EXERCISE INSTRUCTIONS :: Will you give the material below again, every line exactly as it is?

[Dataset entries]
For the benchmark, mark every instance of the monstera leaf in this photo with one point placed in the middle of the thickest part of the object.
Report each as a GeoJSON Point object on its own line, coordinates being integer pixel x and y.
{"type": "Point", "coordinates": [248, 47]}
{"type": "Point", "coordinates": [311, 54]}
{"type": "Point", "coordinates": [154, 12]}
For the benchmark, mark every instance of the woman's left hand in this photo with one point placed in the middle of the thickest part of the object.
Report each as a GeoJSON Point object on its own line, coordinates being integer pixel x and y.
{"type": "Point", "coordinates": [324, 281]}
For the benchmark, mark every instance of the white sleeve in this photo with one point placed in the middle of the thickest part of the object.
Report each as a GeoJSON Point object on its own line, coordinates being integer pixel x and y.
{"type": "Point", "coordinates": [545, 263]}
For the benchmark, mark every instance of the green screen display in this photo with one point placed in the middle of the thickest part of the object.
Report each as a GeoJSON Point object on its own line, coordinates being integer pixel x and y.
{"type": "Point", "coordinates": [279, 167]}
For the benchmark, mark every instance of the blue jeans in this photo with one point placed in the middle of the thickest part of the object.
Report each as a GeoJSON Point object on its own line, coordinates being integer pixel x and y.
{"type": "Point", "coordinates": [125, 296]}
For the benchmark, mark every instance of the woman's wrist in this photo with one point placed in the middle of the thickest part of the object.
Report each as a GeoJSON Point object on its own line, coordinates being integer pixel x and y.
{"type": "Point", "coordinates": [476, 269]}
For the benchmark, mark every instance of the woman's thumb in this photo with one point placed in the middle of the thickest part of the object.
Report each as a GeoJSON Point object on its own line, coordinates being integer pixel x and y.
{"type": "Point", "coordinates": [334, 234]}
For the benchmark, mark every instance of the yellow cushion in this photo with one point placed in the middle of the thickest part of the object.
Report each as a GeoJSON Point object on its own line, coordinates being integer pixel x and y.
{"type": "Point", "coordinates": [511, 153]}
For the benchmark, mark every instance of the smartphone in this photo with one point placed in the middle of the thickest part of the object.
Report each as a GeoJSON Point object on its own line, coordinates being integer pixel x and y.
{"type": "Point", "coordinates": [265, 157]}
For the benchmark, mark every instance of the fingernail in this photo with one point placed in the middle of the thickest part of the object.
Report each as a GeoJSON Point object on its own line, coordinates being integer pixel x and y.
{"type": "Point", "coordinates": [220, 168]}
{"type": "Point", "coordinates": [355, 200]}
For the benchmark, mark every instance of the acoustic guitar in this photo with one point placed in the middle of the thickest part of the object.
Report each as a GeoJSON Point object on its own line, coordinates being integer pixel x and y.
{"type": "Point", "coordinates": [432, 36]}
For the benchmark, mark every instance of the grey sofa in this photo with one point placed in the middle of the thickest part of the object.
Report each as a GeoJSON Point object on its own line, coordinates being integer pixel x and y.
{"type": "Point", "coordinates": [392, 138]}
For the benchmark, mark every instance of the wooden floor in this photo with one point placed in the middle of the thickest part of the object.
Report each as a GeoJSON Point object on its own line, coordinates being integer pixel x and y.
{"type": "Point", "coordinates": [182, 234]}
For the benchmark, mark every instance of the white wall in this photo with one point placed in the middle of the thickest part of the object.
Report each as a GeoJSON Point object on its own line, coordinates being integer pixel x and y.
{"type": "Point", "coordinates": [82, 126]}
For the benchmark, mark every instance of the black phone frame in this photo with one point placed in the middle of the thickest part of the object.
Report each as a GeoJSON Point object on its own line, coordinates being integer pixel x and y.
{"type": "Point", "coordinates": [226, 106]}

TASK SOLUTION ::
For the benchmark, mark every instance of the monstera leaf in this photo with one point placed in the middle of the thickest part of the object.
Report each as a GeoJSON Point object on its own line, coordinates being integer pixel x and y.
{"type": "Point", "coordinates": [248, 47]}
{"type": "Point", "coordinates": [311, 54]}
{"type": "Point", "coordinates": [154, 12]}
For the benchmark, mark every instance of the woman's left hand in this photo with one point placed in the middle of the thickest part of the object.
Report each as a GeoJSON Point object on its own line, coordinates being integer pixel x and y.
{"type": "Point", "coordinates": [324, 281]}
For the benchmark, mark every instance of the white sleeve in this photo with one point placed in the middle of the thickest part of the object.
Report each as a GeoJSON Point object on its own line, coordinates being integer pixel x and y.
{"type": "Point", "coordinates": [545, 263]}
For the benchmark, mark every instance of the green screen display in this photo with one point placed in the middle of the thickest part of the object.
Report each as a GeoJSON Point object on its own line, coordinates being integer pixel x and y.
{"type": "Point", "coordinates": [279, 167]}
For the benchmark, mark every instance of the blue jeans in this photo with one point placed in the middle of the thickest part of the object.
Report each as a GeoJSON Point object on its own line, coordinates being integer pixel x and y.
{"type": "Point", "coordinates": [125, 296]}
For the benchmark, mark every instance of the woman's wrist in this photo with one point placed in the middle of the thickest part of the object.
Report each as a GeoJSON Point object on its own line, coordinates being integer pixel x and y.
{"type": "Point", "coordinates": [476, 269]}
For the benchmark, mark every instance of the woman's thumb in this photo with one point placed in the middle of the thickest part of the object.
Report each as a GeoJSON Point object on its own line, coordinates being integer pixel x and y.
{"type": "Point", "coordinates": [334, 234]}
For the benchmark, mark every instance of the yellow cushion in this photo with one point placed in the middle of the thickest part of the object.
Report each as a GeoJSON Point object on its own line, coordinates being integer pixel x and y.
{"type": "Point", "coordinates": [511, 153]}
For the benchmark, mark every instance of the smartphone in this photo with one point placed in the middle of the thickest part of the object.
Report each as a GeoJSON Point object on its own line, coordinates being integer pixel x and y.
{"type": "Point", "coordinates": [265, 157]}
For the benchmark, mark every instance of the fingernail in this photo with one point placed in the middle of the thickest part of the object.
Report each as a GeoJSON Point object on its own line, coordinates being integer pixel x and y.
{"type": "Point", "coordinates": [220, 168]}
{"type": "Point", "coordinates": [355, 200]}
For the benchmark, mark every instance of the acoustic guitar in this photo with one point placed in the middle of the thickest part of the object.
Report each as a GeoJSON Point object on its own line, coordinates being integer pixel x and y.
{"type": "Point", "coordinates": [432, 36]}
For the benchmark, mark every instance of the grey sofa in this photo with one point placed in the middle of the thickest part of the object.
Report each as a GeoJSON Point object on its own line, coordinates being integer pixel x and y.
{"type": "Point", "coordinates": [392, 138]}
For the benchmark, mark every instance of the wooden floor in this photo with one point placed in the middle of the thickest part of the object.
Report each as a GeoJSON Point object on its own line, coordinates being integer pixel x and y.
{"type": "Point", "coordinates": [182, 234]}
For the benchmark, mark every instance of the white wall in this photo with one point placed in the middle of the thickest part of the object.
Report each as a GeoJSON Point object on its own line, coordinates being integer pixel x and y.
{"type": "Point", "coordinates": [82, 126]}
For the benchmark, mark every instance of the black phone frame in this photo with one point placed in the middle of the thickest part of the object.
Report each as a GeoJSON Point object on its own line, coordinates being integer pixel x and y.
{"type": "Point", "coordinates": [226, 106]}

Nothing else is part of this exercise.